— GIVEN DATA —
-.-.-

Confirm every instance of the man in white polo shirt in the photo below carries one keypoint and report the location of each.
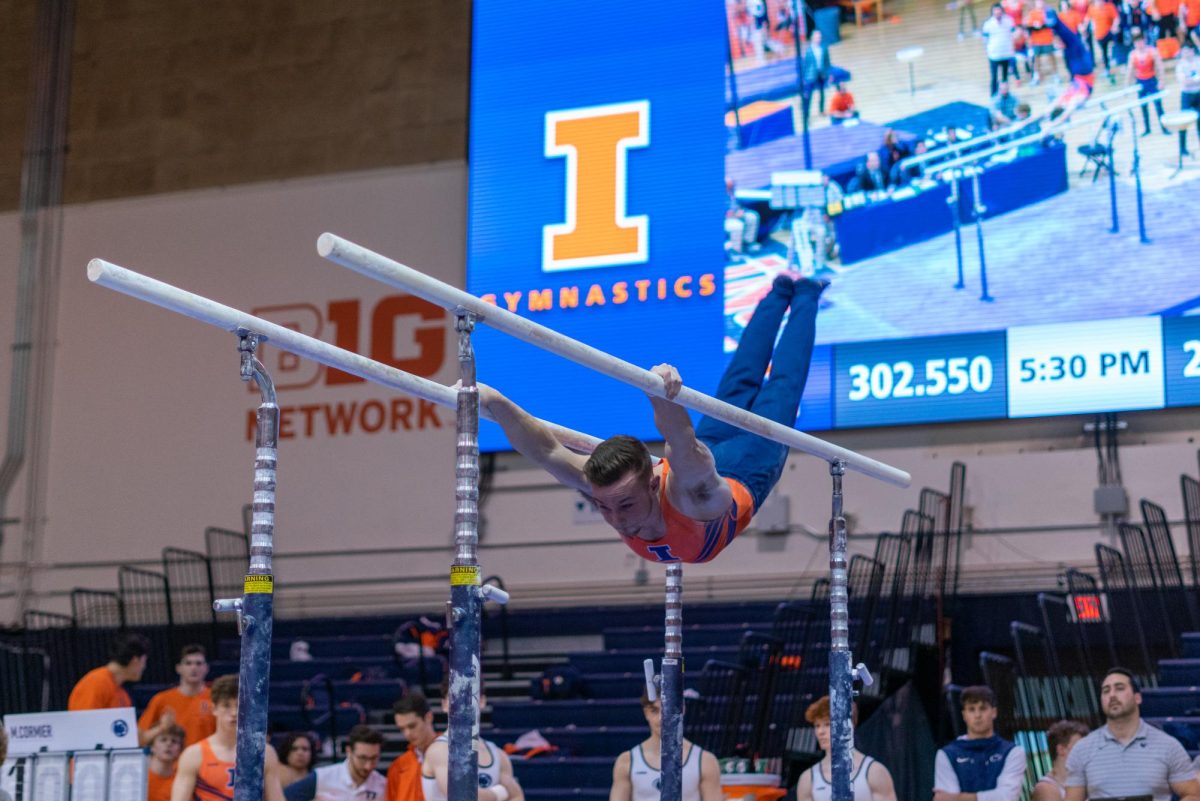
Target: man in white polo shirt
(1127, 757)
(354, 780)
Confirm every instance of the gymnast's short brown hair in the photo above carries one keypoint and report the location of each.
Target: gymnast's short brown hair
(617, 457)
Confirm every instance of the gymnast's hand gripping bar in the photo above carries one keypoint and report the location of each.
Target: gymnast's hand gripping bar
(394, 273)
(233, 320)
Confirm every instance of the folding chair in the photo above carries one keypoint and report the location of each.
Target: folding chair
(1097, 152)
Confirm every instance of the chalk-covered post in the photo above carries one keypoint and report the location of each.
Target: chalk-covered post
(466, 601)
(840, 675)
(256, 608)
(671, 759)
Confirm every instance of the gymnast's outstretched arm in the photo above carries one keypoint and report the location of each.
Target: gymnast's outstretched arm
(534, 440)
(694, 486)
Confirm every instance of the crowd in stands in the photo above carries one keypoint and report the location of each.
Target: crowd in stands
(191, 735)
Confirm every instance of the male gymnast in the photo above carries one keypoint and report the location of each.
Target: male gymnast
(691, 504)
(1080, 64)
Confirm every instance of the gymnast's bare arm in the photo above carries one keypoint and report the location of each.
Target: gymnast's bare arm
(534, 440)
(694, 486)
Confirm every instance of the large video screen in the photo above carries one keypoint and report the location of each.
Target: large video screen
(640, 173)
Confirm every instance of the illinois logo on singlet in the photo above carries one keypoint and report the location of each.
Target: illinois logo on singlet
(695, 541)
(214, 782)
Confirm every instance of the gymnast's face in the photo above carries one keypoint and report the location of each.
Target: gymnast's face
(630, 504)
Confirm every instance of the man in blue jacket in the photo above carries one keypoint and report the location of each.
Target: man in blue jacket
(979, 765)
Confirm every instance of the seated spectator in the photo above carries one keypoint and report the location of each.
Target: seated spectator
(893, 149)
(841, 106)
(869, 778)
(741, 223)
(1127, 756)
(903, 176)
(298, 753)
(1003, 107)
(869, 176)
(1024, 112)
(163, 756)
(1061, 738)
(354, 778)
(979, 765)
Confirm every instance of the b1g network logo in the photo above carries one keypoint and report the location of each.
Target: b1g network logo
(598, 232)
(401, 331)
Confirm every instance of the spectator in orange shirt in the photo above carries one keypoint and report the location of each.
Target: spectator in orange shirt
(1189, 22)
(1069, 16)
(163, 754)
(414, 718)
(1103, 14)
(1165, 16)
(1041, 42)
(103, 687)
(841, 106)
(1145, 67)
(190, 704)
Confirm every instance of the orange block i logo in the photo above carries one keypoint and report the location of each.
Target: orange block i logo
(598, 233)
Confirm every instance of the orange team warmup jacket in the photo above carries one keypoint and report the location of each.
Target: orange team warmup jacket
(193, 712)
(1103, 18)
(214, 782)
(97, 690)
(1038, 35)
(1071, 18)
(160, 787)
(405, 778)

-.-.-

— WHAT TO PRODUCE —
Each line, beginning at the one that contains "Confirm every instance of the orange team" and continuing through the end of the records, must be written out exactly, first and last included.

— RESULT OF THIS TASK —
Confirm every instance of the orange team warmup jacket in the photo above carries one keypoint and report the location of each.
Target: orange team warmup jacket
(193, 712)
(1103, 18)
(214, 782)
(97, 690)
(1038, 35)
(1071, 18)
(160, 787)
(405, 778)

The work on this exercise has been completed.